## Description of the task
Print the listing that follows, character for character.
──────────
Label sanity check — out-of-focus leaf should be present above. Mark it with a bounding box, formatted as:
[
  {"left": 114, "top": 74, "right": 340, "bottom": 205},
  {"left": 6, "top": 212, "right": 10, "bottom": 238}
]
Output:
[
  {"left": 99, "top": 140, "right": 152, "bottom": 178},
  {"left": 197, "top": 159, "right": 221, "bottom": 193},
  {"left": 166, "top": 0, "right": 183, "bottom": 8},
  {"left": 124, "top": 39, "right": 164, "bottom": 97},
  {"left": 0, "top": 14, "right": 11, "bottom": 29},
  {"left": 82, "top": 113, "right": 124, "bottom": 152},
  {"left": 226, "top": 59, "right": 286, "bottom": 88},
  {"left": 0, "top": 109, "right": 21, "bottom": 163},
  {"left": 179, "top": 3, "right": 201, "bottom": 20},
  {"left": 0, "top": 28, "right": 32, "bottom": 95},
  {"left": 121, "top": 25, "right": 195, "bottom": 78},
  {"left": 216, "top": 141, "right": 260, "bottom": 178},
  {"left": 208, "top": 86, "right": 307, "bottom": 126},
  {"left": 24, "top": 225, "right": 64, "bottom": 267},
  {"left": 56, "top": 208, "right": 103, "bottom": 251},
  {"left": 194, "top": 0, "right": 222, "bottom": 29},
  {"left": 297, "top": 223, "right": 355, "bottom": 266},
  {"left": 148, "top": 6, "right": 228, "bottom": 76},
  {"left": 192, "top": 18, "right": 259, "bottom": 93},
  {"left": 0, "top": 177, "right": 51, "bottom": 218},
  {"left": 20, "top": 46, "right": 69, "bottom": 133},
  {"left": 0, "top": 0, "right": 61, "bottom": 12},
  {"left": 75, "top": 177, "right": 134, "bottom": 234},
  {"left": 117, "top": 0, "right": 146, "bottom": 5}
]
──────────
## Answer
Label sanity check — out-of-focus leaf should be present above. Mark it with a bounding box, formatted as:
[
  {"left": 114, "top": 74, "right": 340, "bottom": 205},
  {"left": 6, "top": 212, "right": 10, "bottom": 238}
]
Output:
[
  {"left": 99, "top": 140, "right": 152, "bottom": 178},
  {"left": 197, "top": 159, "right": 221, "bottom": 193},
  {"left": 166, "top": 0, "right": 183, "bottom": 8},
  {"left": 124, "top": 39, "right": 164, "bottom": 97},
  {"left": 0, "top": 14, "right": 11, "bottom": 29},
  {"left": 82, "top": 113, "right": 124, "bottom": 152},
  {"left": 226, "top": 59, "right": 286, "bottom": 88},
  {"left": 0, "top": 109, "right": 21, "bottom": 163},
  {"left": 179, "top": 3, "right": 201, "bottom": 20},
  {"left": 0, "top": 28, "right": 32, "bottom": 95},
  {"left": 121, "top": 25, "right": 195, "bottom": 78},
  {"left": 216, "top": 141, "right": 260, "bottom": 178},
  {"left": 208, "top": 86, "right": 307, "bottom": 126},
  {"left": 24, "top": 225, "right": 64, "bottom": 267},
  {"left": 56, "top": 208, "right": 103, "bottom": 251},
  {"left": 194, "top": 0, "right": 222, "bottom": 29},
  {"left": 297, "top": 223, "right": 355, "bottom": 266},
  {"left": 148, "top": 6, "right": 228, "bottom": 76},
  {"left": 192, "top": 18, "right": 259, "bottom": 93},
  {"left": 0, "top": 177, "right": 51, "bottom": 218},
  {"left": 20, "top": 46, "right": 69, "bottom": 133},
  {"left": 0, "top": 0, "right": 61, "bottom": 12},
  {"left": 75, "top": 177, "right": 134, "bottom": 234},
  {"left": 117, "top": 0, "right": 146, "bottom": 5}
]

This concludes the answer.